● **WHAT NEEDS TO BE DONE**
In the microsimulation scoping guidance, what must the analysis time period cover?

● **DOCUMENT SECTION**
== == ==

A clear scope helps to avoid problems such as the following:

• Misunderstandings or ambiguities regarding the goals of the modeling effort.
  
  
• Mission creep such as unplanned enlargement of the study area or implemented advanced model features that were not originally part of the scope.
  
  
• Misapplication of the model (i.e., attempting to use the model at a level of detail for which it was not intended).
  
  
• Inappropriate sequencing of activities (e.g., starting to model “build” scenarios before the base model has been properly calibrated).

GUIDANCE ON DEVELOPING MICROSIMULATION SCOPE

The purpose of this section is to provide guidance on how to develop a microsimulation scope including developing the purpose and need for the analysis, determining the analytical approach and tools to be utilized, identifying and communicating data needs, identifying the performance measures to evaluate alternatives, and informing decisionmakers on the parameters of the analysis (i.e., what the analysis will and will not answer).

Project Understanding and Purpose

The project understanding should describe the purpose of the project, provide the project background, and present the problems and issues that the microsimulation analysis is intended to address. The project understanding should include clear descriptions of the following:

• The transportation project purpose and need.
  
  
• Elements that relate to the transportation problem to be analyzed.
  
  
• The project study area.
  
  
• Affected communities and stakeholders.
  
  
• Traffic analysis objectives and hypotheses.

Technical Approach

This section outlines the technical tasks necessary to accomplish the analytical objectives of the project. The technical approach should provide detailed information on the requirements of the analysis, the alternatives to be analyzed, and the performance measures needed to evaluate the alternatives.

Analysis Requirements

This section includes the following components that help define the analysis:

• Study area and facility types: The spatial extent of the study area includes any intersections, highways, and other facilities that are analyzed. The study area must cover beyond the end of the full spatial extent of queues and congestion in the baseline and future years of analysis.
  
  
• Analysis time period: The project analysis time period should be defined (e.g., morning/ afternoon peak hour and/or peak period, off-peak period, etc.). The analysis time period must cover the beginning and end of full temporal extent of queues and congestion in the baseline and future years of analysis. In some cases, the simulation analysis period must allow for vehicle loading and unloading time beyond the limits of the peak periods.
  
  
• Scenario definition: Scenarios should include geometric and operational alternatives that are analyzed and compared to the baselines. Chapter 7 in this report describes alternatives analysis.
  
  
• Analytical tool selection: Selection of the appropriate simulation tool is an important part of the study. The Analysis Plan section in this chapter provides specific guidance for this step.

== == ==

● **AVAILABLE DATA**
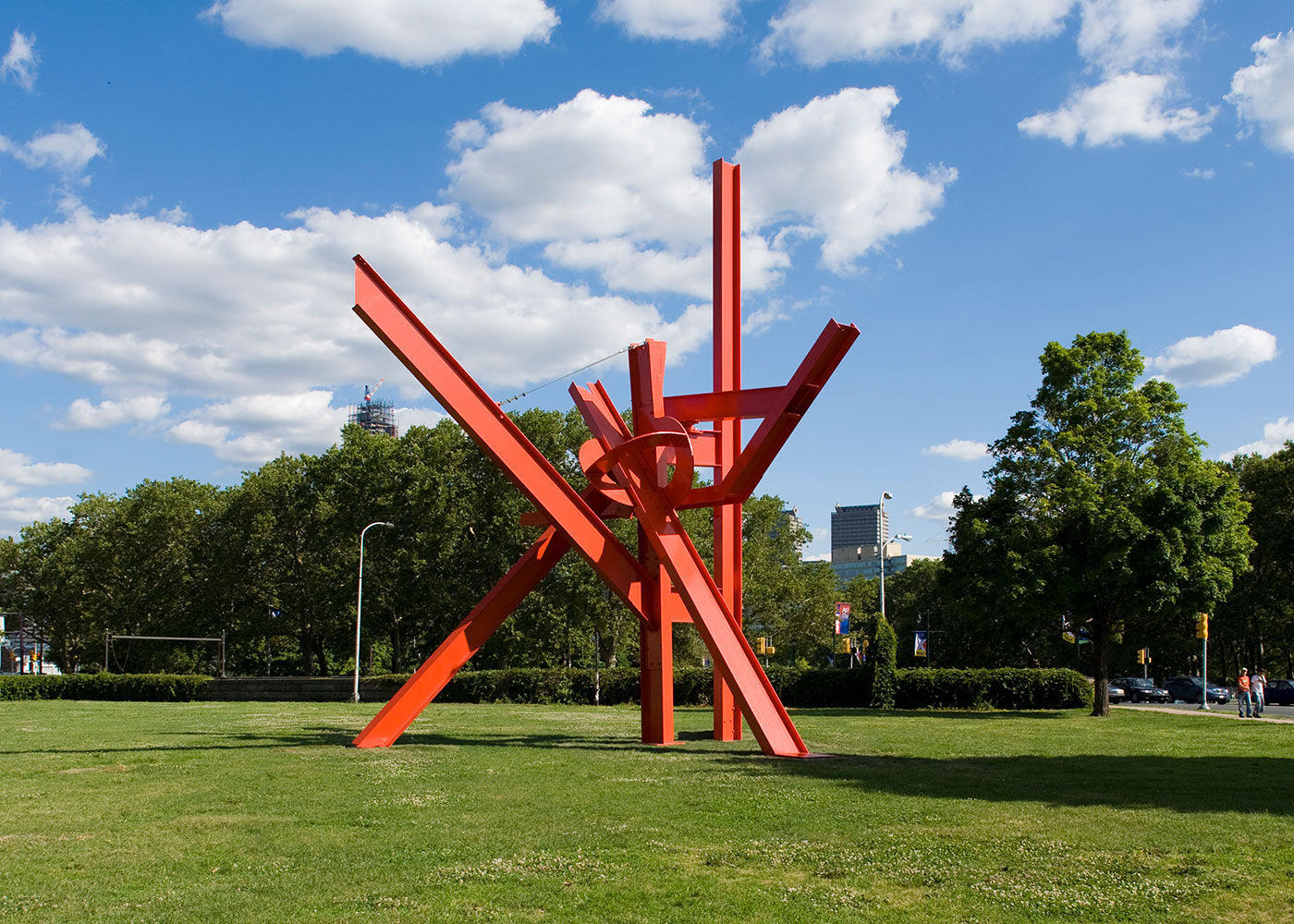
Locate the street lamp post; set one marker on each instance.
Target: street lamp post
(880, 549)
(359, 607)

== == ==

● **OUTPUT OF THE TASK**
It must cover the beginning and end of the full temporal extent of queues and congestion in the baseline and future years of analysis.